***** Given text

When I first downloaded Prison Life RPG, I’ll be honest, I wasn’t really sure what to expect. Would it be a gritty, realistic example of how to survive in one of the most feared places on earth? Would it be a campy beat ‘em up that happened to be set in a prison? The answer to both of these questions is no. What Prison Life RPG turned out to be is a confused, muddled, mess of a game with humor that somehow manages to fall below lowbrow. Oh, and it’s terribly-written.
The point of the game is to survive your sentence in prison, which usually 20-50 days long, and you pick your character from the weirdest cast of inmates I have ever seen. Many of them seem to be blatant rip-offs of characters from popular culture. For example, I ran into “Homor,” who looked like a poorly imitated sketch of Homer Simpson, “Ranbow,” who had long, black locks of hair with a red bandana tied around his head (First Blood, much?) and, of course “Kyler,” who looked exactly like Kyle Broflovski from South Park. In fact many of the inmates are renamed characters stolen from the Simpsons, South Park, Napoleon Dynamite, and the Lord of the Rings.
Now, you’re probably asking yourself (and rightly so, I might add): “What exactly is the point of this game?” I have to tell you, I’ve played it, and not even I am really sure. A lot of it seems slapped together with no unifying objective. If you want to get literal, the point is to survive in prison, and you do that by chatting people up, getting on their good side and increasing your skills and attributes. However, the whole set up of the game can get pretty confusing.
First you’re in the prison yard. You can socialize and buy stuff from the prison gangs or beat someone up to make yourself fell better about being in prison. Most of what I did here was talk, because I wanted other prisoners to teach me new skills, which they do if they like you enough. However, you also need certain items to learn certain skills, so you need money. You can get money by extorting prisoners in the prison yard.
Then, you go to the shower. Here you tell jokes in an effort to get other prisoners to laugh and drop the soap so they feel bad about themselves. Yep, I’m not kidding.
Then you go to the cafeteria to eat. Don’t sit with prison gang members or they will take your food and starve you for the day. I found that one out the hard way.
After lunch, you are allowed to roam the prison halls and socialize more or steal more of people’s stuff. You can even join a gang.
After that, you go back to your cell to sleep for the night with your cellmate, who is usually Napoleon Dynamite. Yep, not kidding about that either.
You will spend many hours of gameplay building up your skill (which is a worse grind than any Final Fantasy game I’ve ever played) making friends, and trying not to drop the soap. I never dropped it once, I might add. I played this game for longer than any person should. It didn’t take long until I realized that Prison Life RPG took all the least likable aspects of the RPG genre (level-grinding, socializing without dialogue or talking, and random attacks from other prisoners who are way stronger than you) and then threw them in a poorly-planned, agonizing unfunny game. I only bring up the fact that it is agonizingly unfunny because the game makes it abundantly clear from moment one of the tutorial that it thinks it’s hilarious.

**********

> Task list:
1. Please print everything in the Prison Life RPG review from "You will spend" down to "thinks it’s hilarious.".
2. Answer these questions about the Prison Life RPG review:
(a) How can you get money in the prison yard?
(b) What happens if you sit with prison gang members in the cafeteria?
(c) Who is usually your cellmate?

***** Information provided

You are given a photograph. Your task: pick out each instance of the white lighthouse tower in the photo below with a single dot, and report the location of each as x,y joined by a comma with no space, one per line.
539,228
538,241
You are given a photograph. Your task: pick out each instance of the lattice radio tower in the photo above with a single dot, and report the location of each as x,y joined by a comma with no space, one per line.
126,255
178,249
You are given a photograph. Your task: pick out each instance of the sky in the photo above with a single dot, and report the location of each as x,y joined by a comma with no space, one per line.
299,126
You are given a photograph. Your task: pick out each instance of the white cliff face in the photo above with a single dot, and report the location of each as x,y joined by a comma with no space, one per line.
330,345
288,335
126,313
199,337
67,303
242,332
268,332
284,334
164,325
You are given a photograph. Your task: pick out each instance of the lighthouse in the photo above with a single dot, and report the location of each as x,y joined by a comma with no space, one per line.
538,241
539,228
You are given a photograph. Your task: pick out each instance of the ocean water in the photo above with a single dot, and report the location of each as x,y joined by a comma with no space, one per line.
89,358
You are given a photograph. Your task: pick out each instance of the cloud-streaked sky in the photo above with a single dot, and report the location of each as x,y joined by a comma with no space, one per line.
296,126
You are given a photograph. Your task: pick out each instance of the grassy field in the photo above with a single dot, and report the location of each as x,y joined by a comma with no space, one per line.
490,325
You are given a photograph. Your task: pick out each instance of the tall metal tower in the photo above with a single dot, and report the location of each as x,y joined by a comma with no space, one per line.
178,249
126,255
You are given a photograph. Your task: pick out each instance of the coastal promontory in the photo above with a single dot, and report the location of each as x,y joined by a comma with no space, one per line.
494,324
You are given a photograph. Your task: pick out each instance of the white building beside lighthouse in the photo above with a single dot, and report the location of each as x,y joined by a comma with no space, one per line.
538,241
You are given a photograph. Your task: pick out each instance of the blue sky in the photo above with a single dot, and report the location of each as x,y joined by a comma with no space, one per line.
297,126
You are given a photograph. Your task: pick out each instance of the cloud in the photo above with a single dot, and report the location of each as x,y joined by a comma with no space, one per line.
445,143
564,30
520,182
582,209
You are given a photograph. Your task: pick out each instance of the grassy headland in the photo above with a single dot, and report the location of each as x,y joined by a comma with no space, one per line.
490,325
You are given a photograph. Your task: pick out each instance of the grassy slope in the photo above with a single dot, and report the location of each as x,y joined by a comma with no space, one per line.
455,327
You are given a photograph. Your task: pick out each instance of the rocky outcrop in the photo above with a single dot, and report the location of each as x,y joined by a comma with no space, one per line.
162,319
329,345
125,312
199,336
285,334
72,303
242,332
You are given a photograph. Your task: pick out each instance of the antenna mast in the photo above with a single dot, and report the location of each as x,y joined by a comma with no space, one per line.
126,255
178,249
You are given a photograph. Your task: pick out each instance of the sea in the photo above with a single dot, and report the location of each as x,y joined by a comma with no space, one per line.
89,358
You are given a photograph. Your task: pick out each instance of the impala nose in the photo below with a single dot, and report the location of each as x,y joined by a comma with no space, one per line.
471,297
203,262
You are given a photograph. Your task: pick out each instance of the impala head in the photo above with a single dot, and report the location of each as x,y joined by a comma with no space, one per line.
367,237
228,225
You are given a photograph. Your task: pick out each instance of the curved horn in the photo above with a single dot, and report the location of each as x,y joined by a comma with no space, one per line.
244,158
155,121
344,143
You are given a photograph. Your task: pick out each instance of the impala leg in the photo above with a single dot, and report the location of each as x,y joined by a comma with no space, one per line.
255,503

**********

> Responses:
1.
You will spend many hours of gameplay building up your skill (which is a worse grind than any Final Fantasy game I’ve ever played) making friends, and trying not to drop the soap. I never dropped it once, I might add. I played this game for longer than any person should. It didn’t take long until I realized that Prison Life RPG took all the least likable aspects of the RPG genre (level-grinding, socializing without dialogue or talking, and random attacks from other prisoners who are way stronger than you) and then threw them in a poorly-planned, agonizing unfunny game. I only bring up the fact that it is agonizingly unfunny because the game makes it abundantly clear from moment one of the tutorial that it thinks it’s hilarious.

2.
(a) By extorting prisoners in the prison yard.
(b) They take your food and starve you for the day.
(c) Napoleon Dynamite.